__TASK STATEMENT__
Starting at the line that contains "Ground black blouse", return every line down to the end of the records below, exactly as written.

__Data records__
━━━━

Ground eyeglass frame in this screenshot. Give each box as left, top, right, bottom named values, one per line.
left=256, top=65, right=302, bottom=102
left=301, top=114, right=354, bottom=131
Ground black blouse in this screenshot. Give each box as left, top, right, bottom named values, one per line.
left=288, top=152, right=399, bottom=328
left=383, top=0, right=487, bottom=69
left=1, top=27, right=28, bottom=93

━━━━

__ANSWER SPACE__
Ground black blouse in this screenshot. Give each box as left, top, right, bottom named values, one per line.
left=288, top=152, right=399, bottom=328
left=383, top=0, right=487, bottom=69
left=1, top=27, right=28, bottom=93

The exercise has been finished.